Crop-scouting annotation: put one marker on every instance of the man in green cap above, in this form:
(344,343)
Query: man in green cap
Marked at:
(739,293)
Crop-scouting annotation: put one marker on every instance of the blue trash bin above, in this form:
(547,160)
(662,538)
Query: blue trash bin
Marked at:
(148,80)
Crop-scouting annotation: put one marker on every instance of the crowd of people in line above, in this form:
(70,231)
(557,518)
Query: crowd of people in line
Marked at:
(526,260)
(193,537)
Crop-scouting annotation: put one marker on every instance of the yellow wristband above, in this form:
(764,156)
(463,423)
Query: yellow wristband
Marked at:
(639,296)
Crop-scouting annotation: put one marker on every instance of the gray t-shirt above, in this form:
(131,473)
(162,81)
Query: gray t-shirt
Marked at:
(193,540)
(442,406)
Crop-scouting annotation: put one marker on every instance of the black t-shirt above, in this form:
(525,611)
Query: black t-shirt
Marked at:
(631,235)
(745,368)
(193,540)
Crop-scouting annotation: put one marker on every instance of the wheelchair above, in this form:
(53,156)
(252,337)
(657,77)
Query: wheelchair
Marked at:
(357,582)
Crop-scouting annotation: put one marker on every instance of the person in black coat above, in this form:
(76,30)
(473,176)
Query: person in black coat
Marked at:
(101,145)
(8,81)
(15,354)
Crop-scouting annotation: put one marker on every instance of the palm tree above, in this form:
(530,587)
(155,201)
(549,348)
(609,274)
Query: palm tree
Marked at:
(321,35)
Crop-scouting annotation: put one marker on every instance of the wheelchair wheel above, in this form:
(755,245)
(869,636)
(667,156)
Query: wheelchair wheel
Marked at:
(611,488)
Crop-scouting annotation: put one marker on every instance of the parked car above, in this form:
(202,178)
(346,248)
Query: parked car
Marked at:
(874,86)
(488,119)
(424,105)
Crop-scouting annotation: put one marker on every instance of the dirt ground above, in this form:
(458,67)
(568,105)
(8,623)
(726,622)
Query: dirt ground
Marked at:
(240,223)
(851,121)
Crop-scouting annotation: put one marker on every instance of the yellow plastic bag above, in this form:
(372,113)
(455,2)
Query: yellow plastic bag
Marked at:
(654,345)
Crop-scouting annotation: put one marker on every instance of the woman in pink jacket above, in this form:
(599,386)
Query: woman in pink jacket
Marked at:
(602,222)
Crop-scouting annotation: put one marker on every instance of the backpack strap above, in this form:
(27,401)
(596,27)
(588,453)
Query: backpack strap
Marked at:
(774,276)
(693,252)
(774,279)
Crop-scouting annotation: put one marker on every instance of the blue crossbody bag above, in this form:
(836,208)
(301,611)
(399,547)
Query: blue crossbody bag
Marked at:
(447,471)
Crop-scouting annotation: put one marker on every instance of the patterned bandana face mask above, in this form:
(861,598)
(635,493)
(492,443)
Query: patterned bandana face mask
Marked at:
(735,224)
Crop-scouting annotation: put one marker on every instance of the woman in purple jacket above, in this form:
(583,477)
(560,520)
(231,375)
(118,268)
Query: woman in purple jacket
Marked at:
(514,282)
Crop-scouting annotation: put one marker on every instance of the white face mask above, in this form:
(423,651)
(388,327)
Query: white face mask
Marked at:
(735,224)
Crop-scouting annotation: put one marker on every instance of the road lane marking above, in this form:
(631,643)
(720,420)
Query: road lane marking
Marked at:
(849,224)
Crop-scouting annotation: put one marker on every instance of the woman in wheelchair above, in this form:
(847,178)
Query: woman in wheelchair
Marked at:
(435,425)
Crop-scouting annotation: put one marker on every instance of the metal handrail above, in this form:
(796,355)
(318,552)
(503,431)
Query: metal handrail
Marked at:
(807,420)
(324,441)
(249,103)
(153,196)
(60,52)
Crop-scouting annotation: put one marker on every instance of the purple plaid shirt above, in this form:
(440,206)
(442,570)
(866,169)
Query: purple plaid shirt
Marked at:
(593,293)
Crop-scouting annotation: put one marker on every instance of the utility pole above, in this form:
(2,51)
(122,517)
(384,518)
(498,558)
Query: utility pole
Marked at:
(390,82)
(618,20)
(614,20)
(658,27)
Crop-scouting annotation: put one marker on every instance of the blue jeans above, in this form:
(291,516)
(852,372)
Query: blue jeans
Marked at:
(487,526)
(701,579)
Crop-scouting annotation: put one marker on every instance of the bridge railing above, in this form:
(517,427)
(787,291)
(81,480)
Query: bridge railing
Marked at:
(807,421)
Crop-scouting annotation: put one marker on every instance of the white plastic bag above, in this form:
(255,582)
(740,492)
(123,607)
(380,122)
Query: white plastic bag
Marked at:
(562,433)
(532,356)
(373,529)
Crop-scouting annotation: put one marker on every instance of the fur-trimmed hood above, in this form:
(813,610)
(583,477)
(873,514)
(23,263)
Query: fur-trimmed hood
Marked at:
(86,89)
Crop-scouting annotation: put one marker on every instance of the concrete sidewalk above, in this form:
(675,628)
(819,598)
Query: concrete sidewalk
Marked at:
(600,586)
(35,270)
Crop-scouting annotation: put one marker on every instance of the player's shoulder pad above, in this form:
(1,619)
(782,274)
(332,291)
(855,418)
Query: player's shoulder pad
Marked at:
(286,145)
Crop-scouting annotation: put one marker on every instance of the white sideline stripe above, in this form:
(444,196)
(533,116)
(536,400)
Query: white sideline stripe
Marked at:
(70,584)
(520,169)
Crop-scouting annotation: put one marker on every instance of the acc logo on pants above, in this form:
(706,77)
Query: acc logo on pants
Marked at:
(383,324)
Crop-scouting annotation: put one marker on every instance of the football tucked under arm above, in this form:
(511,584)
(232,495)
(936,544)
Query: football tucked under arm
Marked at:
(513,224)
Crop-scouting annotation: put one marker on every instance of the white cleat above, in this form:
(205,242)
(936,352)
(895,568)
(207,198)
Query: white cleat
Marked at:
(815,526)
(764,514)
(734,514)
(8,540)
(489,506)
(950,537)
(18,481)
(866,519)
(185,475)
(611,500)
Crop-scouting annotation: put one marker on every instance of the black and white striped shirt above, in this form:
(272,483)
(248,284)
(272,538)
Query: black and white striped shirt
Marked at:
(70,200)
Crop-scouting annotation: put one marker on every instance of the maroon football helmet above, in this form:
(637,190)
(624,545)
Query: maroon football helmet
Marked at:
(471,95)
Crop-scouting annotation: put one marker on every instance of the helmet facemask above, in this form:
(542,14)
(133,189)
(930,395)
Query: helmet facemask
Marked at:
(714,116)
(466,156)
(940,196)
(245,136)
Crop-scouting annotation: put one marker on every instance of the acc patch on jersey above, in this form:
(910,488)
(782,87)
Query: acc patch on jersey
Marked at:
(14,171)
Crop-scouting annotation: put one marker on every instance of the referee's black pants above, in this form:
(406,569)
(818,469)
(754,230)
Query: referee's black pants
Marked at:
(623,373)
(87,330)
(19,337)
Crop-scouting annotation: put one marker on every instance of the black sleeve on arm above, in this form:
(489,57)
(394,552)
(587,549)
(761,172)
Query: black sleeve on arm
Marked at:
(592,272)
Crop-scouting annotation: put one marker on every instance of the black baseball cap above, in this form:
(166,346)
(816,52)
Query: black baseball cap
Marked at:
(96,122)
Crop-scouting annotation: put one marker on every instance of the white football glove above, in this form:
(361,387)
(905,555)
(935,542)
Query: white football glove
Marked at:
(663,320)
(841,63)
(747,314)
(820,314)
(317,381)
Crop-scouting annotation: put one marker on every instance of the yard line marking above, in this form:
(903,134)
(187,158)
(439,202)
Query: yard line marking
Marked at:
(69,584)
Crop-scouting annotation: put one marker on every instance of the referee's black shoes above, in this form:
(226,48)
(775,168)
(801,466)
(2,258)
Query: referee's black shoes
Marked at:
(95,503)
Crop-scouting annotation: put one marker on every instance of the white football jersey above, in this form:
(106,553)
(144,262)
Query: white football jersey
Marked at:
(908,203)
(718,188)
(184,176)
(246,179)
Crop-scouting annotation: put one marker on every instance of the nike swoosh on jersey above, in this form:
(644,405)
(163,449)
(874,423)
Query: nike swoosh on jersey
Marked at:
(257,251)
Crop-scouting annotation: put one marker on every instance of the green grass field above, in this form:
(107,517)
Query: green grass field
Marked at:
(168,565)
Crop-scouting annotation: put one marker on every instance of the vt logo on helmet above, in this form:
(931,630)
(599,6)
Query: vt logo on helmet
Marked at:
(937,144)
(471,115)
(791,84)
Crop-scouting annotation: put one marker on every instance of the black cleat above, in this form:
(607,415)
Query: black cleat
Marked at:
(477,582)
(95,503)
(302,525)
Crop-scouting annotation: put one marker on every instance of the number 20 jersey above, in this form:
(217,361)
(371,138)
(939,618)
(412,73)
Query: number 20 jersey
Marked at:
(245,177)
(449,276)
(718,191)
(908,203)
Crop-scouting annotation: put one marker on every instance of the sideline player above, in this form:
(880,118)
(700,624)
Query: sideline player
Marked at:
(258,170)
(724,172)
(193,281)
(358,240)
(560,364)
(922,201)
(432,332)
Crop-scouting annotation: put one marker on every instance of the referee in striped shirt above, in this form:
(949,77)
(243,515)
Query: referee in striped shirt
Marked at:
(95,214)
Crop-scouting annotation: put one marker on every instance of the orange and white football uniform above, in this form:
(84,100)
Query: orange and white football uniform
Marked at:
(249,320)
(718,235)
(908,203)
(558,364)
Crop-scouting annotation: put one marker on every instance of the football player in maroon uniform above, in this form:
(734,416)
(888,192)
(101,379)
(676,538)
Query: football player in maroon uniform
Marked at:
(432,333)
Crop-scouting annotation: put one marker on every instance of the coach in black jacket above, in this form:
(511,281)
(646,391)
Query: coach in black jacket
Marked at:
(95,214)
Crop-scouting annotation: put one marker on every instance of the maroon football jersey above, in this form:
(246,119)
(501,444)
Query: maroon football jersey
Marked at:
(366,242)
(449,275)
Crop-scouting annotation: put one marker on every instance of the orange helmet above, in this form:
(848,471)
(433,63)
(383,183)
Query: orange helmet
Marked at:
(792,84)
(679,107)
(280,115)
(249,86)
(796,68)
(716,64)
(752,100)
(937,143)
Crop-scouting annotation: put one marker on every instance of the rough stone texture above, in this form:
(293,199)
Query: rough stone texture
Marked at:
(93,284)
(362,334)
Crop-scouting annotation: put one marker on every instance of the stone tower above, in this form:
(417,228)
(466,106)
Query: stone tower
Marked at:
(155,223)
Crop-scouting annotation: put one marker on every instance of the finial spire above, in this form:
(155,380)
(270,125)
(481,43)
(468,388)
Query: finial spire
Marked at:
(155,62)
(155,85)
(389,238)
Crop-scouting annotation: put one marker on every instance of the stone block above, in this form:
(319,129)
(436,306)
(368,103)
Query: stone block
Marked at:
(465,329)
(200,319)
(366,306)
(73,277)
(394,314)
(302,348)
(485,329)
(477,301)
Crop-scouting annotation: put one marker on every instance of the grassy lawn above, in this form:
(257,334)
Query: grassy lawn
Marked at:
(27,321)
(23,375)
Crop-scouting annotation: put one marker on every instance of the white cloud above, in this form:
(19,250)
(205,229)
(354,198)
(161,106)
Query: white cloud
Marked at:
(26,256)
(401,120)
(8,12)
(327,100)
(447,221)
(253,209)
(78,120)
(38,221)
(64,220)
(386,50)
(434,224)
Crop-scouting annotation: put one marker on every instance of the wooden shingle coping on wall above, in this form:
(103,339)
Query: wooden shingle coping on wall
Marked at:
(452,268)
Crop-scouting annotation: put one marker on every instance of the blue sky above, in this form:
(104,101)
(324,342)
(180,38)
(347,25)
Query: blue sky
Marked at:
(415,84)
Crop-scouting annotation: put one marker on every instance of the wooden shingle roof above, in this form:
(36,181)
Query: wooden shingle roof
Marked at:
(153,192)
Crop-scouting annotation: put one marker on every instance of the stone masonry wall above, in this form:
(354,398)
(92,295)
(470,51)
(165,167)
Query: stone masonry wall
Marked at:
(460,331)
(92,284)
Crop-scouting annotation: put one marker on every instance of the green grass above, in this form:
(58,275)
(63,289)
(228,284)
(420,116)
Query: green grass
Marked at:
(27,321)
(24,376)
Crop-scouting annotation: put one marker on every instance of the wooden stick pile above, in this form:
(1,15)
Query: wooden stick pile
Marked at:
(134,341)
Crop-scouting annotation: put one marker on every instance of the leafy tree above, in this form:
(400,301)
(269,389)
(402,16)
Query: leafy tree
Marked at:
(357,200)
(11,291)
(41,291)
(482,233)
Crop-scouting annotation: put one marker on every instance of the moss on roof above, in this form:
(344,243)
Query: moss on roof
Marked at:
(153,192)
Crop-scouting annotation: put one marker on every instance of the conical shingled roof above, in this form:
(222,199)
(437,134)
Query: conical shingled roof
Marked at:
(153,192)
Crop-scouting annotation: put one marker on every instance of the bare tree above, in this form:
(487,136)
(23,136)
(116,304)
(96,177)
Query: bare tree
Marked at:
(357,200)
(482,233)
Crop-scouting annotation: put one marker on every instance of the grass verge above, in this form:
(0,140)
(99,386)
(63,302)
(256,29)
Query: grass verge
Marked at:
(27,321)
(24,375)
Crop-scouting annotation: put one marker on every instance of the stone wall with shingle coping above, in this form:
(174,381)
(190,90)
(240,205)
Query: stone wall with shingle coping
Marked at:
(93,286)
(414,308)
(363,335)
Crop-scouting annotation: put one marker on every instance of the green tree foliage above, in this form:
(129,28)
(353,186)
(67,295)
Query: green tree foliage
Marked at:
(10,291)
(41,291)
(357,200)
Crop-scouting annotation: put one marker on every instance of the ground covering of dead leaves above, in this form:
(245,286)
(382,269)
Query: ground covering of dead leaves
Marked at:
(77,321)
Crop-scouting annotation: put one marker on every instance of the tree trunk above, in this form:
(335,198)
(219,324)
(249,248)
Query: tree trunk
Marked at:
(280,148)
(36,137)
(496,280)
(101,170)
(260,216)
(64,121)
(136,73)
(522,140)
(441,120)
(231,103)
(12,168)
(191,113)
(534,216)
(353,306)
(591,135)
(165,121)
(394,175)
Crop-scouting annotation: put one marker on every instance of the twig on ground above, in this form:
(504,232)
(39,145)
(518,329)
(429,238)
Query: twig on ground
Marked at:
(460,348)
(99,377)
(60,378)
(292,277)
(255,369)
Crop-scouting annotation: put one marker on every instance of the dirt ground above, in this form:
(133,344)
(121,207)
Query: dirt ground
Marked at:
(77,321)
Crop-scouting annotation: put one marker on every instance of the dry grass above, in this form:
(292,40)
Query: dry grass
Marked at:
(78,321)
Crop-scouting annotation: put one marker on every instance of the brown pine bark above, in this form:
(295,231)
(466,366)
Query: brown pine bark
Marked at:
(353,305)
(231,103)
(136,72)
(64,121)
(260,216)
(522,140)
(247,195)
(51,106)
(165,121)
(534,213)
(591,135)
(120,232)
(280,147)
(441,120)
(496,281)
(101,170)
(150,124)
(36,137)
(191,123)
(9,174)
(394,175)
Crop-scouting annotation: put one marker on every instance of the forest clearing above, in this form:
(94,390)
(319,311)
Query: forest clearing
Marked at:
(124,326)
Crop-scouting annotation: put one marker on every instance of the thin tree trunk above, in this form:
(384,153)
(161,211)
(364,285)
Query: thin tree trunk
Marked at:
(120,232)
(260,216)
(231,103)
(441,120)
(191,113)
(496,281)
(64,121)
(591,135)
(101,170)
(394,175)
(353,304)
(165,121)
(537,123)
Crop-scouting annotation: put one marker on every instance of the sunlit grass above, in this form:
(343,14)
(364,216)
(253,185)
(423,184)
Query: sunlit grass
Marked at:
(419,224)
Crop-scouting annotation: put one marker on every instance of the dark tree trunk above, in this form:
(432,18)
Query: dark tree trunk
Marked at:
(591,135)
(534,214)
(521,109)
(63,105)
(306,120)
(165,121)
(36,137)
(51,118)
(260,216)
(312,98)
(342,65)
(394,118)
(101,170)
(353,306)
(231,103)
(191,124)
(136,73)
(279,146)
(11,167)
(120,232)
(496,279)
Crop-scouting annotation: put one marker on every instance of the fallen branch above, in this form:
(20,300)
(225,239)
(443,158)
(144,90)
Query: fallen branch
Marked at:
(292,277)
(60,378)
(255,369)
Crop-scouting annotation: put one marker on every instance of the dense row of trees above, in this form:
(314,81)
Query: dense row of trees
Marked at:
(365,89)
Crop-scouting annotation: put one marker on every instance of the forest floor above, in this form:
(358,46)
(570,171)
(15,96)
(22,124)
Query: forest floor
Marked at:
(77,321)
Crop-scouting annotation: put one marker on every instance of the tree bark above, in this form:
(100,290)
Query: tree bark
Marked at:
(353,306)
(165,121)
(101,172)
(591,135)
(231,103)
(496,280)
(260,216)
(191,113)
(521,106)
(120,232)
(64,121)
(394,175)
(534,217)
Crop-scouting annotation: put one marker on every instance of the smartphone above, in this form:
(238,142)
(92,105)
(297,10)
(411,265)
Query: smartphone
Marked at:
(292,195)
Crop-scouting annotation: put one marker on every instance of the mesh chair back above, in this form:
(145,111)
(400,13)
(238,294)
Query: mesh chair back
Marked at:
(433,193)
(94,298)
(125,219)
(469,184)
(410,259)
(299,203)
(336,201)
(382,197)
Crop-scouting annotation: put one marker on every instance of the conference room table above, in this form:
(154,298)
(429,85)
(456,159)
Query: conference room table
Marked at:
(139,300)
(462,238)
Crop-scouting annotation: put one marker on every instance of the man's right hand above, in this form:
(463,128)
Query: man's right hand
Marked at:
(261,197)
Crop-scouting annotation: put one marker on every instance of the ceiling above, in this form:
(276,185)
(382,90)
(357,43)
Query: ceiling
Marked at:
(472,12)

========================================================================

> [AIM OF THE TASK]: Your answer should consist of copies of the lines above that include the string "clearing".

> [EXERCISE SOLUTION]:
Crop-scouting annotation: put one marker on every instance of the forest clearing above, in this form:
Query: forest clearing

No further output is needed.